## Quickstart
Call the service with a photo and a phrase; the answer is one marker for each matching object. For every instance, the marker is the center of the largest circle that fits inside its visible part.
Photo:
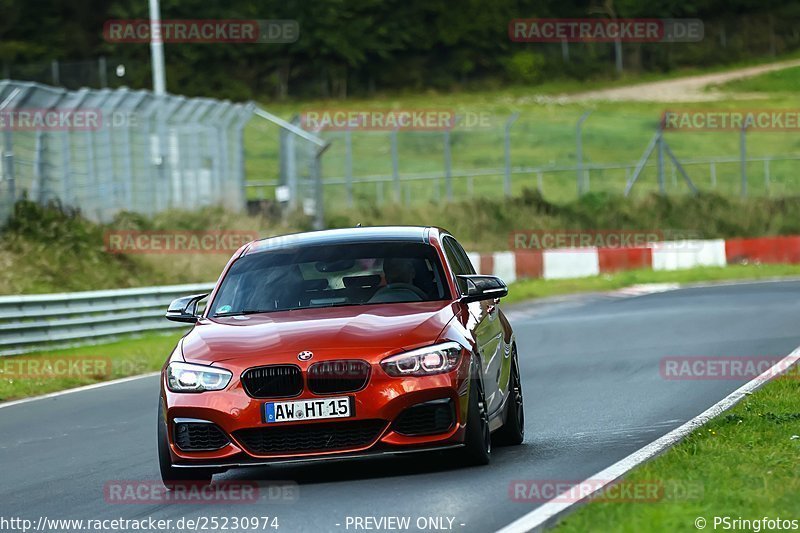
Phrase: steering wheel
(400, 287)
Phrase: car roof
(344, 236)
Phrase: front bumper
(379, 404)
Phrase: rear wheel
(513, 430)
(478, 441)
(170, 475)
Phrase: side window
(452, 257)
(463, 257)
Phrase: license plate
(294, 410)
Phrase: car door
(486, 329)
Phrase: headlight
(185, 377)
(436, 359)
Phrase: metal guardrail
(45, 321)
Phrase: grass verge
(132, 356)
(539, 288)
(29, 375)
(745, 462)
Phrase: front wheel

WHAT NEEDS TO BE DONE:
Word for word, copy all the entries above, but with no pictures.

RESPONSE BOX:
## Quickstart
Call the service with a photo and a phrase; the answer is one marker for each matching object. For every instance, the marker is the center of the largest circle that fits inside its visible part.
Photo:
Phrase: steering wheel
(400, 287)
Phrase: car roof
(344, 236)
Phrase: front bumper
(379, 404)
Phrase: rear wheel
(513, 430)
(478, 441)
(170, 475)
Phrase: side window
(452, 257)
(463, 257)
Phrase: license plate
(294, 410)
Phrase: car door
(486, 329)
Phrase: headlight
(185, 377)
(436, 359)
Phrase: metal guardrail
(45, 321)
Phrase: grass verge
(132, 356)
(539, 288)
(29, 375)
(745, 462)
Phrase: front wheel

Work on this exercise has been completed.